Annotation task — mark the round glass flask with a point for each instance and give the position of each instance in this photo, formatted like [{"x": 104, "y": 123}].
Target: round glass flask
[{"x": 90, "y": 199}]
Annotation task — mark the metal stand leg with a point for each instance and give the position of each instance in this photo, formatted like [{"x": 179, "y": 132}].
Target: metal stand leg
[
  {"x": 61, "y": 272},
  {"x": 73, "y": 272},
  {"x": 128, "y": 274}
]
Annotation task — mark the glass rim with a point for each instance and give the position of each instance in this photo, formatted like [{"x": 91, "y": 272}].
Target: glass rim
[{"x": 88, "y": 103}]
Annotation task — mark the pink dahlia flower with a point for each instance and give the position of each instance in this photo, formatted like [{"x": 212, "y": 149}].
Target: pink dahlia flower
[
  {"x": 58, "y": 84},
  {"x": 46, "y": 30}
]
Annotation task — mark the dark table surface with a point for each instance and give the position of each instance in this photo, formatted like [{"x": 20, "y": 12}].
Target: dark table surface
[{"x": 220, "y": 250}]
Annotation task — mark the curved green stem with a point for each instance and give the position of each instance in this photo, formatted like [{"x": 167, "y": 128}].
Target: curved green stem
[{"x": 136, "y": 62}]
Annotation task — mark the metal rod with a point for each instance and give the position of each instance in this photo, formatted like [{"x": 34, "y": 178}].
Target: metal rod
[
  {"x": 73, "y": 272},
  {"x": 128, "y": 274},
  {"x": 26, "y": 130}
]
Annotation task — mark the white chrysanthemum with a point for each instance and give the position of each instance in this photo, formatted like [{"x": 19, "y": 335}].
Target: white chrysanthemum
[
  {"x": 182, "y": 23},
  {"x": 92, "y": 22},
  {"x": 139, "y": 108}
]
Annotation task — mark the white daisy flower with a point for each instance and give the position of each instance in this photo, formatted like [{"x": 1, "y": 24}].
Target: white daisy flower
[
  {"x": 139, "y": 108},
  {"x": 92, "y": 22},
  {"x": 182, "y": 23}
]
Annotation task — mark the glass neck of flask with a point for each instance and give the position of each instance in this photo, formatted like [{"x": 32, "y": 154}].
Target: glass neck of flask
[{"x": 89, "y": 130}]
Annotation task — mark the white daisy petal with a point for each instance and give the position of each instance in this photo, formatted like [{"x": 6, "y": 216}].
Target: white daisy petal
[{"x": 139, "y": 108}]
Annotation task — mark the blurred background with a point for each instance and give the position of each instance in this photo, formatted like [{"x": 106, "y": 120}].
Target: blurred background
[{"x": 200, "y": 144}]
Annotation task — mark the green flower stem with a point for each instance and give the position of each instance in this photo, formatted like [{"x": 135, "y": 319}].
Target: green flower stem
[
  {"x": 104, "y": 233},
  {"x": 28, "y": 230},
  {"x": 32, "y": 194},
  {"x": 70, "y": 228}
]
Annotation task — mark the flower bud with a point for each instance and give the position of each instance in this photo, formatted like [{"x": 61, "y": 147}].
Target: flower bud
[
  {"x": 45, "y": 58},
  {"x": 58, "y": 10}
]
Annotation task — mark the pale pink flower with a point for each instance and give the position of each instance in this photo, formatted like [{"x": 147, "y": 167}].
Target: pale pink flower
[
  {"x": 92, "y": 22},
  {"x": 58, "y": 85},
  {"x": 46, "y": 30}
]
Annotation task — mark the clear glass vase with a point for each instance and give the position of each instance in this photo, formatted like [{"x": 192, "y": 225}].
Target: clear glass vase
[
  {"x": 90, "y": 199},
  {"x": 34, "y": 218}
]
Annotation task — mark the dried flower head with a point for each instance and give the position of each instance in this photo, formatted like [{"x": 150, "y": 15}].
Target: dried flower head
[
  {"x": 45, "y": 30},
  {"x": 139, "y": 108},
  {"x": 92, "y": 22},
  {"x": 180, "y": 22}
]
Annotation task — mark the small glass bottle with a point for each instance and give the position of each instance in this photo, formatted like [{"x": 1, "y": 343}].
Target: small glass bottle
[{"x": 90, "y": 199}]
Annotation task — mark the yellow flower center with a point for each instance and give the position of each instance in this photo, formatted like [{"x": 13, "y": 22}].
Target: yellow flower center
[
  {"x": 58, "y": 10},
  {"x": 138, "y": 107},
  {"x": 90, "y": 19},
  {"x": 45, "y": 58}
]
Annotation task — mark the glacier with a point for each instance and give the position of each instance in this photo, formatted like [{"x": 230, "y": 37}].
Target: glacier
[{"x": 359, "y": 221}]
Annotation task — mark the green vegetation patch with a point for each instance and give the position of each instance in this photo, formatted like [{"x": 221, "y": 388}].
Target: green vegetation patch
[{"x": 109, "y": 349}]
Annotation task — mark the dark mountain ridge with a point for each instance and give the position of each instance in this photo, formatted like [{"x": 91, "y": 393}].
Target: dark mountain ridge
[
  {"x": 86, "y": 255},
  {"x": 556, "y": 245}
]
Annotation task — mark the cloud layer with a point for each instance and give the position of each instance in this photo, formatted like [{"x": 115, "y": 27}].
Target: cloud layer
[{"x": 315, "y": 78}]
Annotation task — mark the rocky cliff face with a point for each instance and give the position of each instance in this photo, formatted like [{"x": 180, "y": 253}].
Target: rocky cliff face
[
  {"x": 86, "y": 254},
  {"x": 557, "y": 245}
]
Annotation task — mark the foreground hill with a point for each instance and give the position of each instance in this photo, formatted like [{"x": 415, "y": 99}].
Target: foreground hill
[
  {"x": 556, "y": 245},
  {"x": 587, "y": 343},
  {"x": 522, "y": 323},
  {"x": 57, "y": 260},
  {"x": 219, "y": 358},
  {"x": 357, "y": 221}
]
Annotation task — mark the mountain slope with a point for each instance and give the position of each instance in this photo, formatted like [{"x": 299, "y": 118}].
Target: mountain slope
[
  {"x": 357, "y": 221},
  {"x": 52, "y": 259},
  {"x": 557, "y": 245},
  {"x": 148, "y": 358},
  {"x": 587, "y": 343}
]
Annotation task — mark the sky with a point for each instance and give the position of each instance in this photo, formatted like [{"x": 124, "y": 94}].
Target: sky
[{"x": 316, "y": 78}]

#### [ASSIGNMENT]
Repeat the records exactly, including every line.

#### [EXPECTED ANSWER]
Annotation task — mark the round glass flask with a point for each instance and give the position of each instance in this photo, formatted like [{"x": 104, "y": 123}].
Target: round glass flask
[{"x": 90, "y": 199}]
Annotation task — mark the metal stand leg with a point for each instance and give the position of each instance in this photo, formatted like [{"x": 179, "y": 132}].
Target: metal stand leg
[
  {"x": 61, "y": 272},
  {"x": 73, "y": 272},
  {"x": 128, "y": 274}
]
Annotation task — mark the glass rim with a point for each instance and give the position of each instance in this photo, formatted like [{"x": 91, "y": 272}].
Target: glass rim
[{"x": 88, "y": 103}]
Annotation task — mark the pink dahlia flower with a point for each instance and give the position of each instance in this photo, formatted like [{"x": 212, "y": 149}].
Target: pink dahlia flower
[
  {"x": 58, "y": 84},
  {"x": 46, "y": 30}
]
Annotation task — mark the dark table surface with a point for each instance and give the position of each instance in this photo, formatted like [{"x": 20, "y": 12}].
Target: dark table surface
[{"x": 220, "y": 250}]
Annotation task — mark the curved green stem with a point for each instance and give the position of each instance in this photo, formatted like [{"x": 167, "y": 128}].
Target: curved green stem
[{"x": 136, "y": 62}]
Annotation task — mark the metal rod with a point for each instance and give the position of each instance in this photo, formatted like [{"x": 34, "y": 178}].
Target: metal rod
[
  {"x": 73, "y": 272},
  {"x": 128, "y": 274},
  {"x": 26, "y": 130}
]
Annotation task — mark the white chrysanthemum with a point for each instance and give the position of each instance in this photo, formatted like [{"x": 19, "y": 335}].
Target: white chrysanthemum
[
  {"x": 182, "y": 23},
  {"x": 92, "y": 22},
  {"x": 139, "y": 108}
]
Annotation task — mark the white daisy flower with a point for each instance and give the position of each instance in this photo, formatted like [{"x": 1, "y": 24}].
Target: white daisy flower
[
  {"x": 139, "y": 108},
  {"x": 92, "y": 22},
  {"x": 182, "y": 23}
]
Annotation task — mark the glass neck of flask with a point for each instance and give the position of each instance in this photo, formatted like [{"x": 32, "y": 154}].
Target: glass neck of flask
[{"x": 89, "y": 130}]
Annotation task — mark the white daisy petal with a point for each instance and give the position of each instance in this photo, formatted like [{"x": 6, "y": 216}].
Target: white daisy petal
[{"x": 139, "y": 108}]
Annotation task — mark the blurred background with a point for each instance and give the position of each instance in this photo, formatted like [{"x": 106, "y": 120}].
Target: blurred background
[{"x": 200, "y": 144}]
Annotation task — mark the green flower stem with a point for each instance and give the position of each instance in this photo, formatted like [{"x": 135, "y": 319}].
Target: green flower stem
[
  {"x": 104, "y": 233},
  {"x": 28, "y": 230},
  {"x": 32, "y": 194},
  {"x": 70, "y": 228}
]
Annotation task — mark the flower bud with a point for each instance and give the position of each instance in this photo, formatted like [{"x": 61, "y": 147}].
Target: flower bud
[
  {"x": 45, "y": 58},
  {"x": 58, "y": 10}
]
Annotation task — mark the pale pink flower with a point for each instance and give the position of each instance in this photo, formatted like [{"x": 147, "y": 167}].
Target: pale pink flower
[
  {"x": 92, "y": 22},
  {"x": 58, "y": 85},
  {"x": 46, "y": 30}
]
Annotation task — mark the clear glass vase with a point for each instance and give the position of each instance in this photo, formatted like [{"x": 192, "y": 225}].
Target: clear glass vase
[
  {"x": 90, "y": 199},
  {"x": 34, "y": 218}
]
Annotation task — mark the dried flower head with a point for each instance and give the position of each instance in this photo, formatted like [{"x": 150, "y": 15}].
Target: dried flower head
[
  {"x": 45, "y": 30},
  {"x": 139, "y": 108},
  {"x": 92, "y": 22},
  {"x": 180, "y": 22}
]
Annotation task — mark the small glass bottle with a point for each instance and give the position of each instance in this photo, formatted like [{"x": 1, "y": 343}].
Target: small glass bottle
[{"x": 90, "y": 199}]
Annotation task — mark the yellow flower center with a point for each instance and give the position of each instance in this photo, formatted like [{"x": 13, "y": 22}].
Target: yellow flower center
[
  {"x": 58, "y": 10},
  {"x": 138, "y": 107},
  {"x": 90, "y": 19},
  {"x": 45, "y": 58}
]
Annotation task — mark the glacier with a point for each instance and give the position of each instance in this photo, formatted like [{"x": 230, "y": 37}].
Target: glacier
[{"x": 359, "y": 221}]
Annotation task — mark the green vegetation patch with a point for each instance and give the position of each instance in this photo, formatted like [{"x": 221, "y": 388}].
Target: green vegetation patch
[{"x": 109, "y": 349}]
Annotation task — mark the dark mountain ridge with a point for each instance and give the position of each instance in this photo, formatted like [{"x": 91, "y": 393}].
Target: dark mountain ridge
[
  {"x": 86, "y": 255},
  {"x": 556, "y": 245}
]
Annotation task — mark the cloud layer with a point for each instance and give the position of each instance in this photo, formatted like [{"x": 115, "y": 27}].
Target: cloud layer
[{"x": 315, "y": 78}]
Annotation task — mark the rocky cliff face with a point for each instance and give the position of each instance in this photo, formatted like [{"x": 180, "y": 253}].
Target: rocky cliff face
[
  {"x": 86, "y": 254},
  {"x": 557, "y": 245}
]
Annotation task — mark the foreground hill with a point for each instance and give the position of each instance in this photo, formatted like [{"x": 415, "y": 99}].
Target: foreground hill
[
  {"x": 556, "y": 245},
  {"x": 587, "y": 343},
  {"x": 522, "y": 323},
  {"x": 57, "y": 260},
  {"x": 219, "y": 358},
  {"x": 357, "y": 221}
]
Annotation task — mark the mountain slope with a point for each instance and give the position of each instance in this photo, formatted like [{"x": 299, "y": 118}].
Target: mountain slope
[
  {"x": 357, "y": 221},
  {"x": 52, "y": 259},
  {"x": 557, "y": 245},
  {"x": 148, "y": 358},
  {"x": 587, "y": 343}
]
Annotation task — mark the sky with a point for each instance and give the position of each instance in this photo, formatted like [{"x": 124, "y": 94}].
Target: sky
[{"x": 316, "y": 78}]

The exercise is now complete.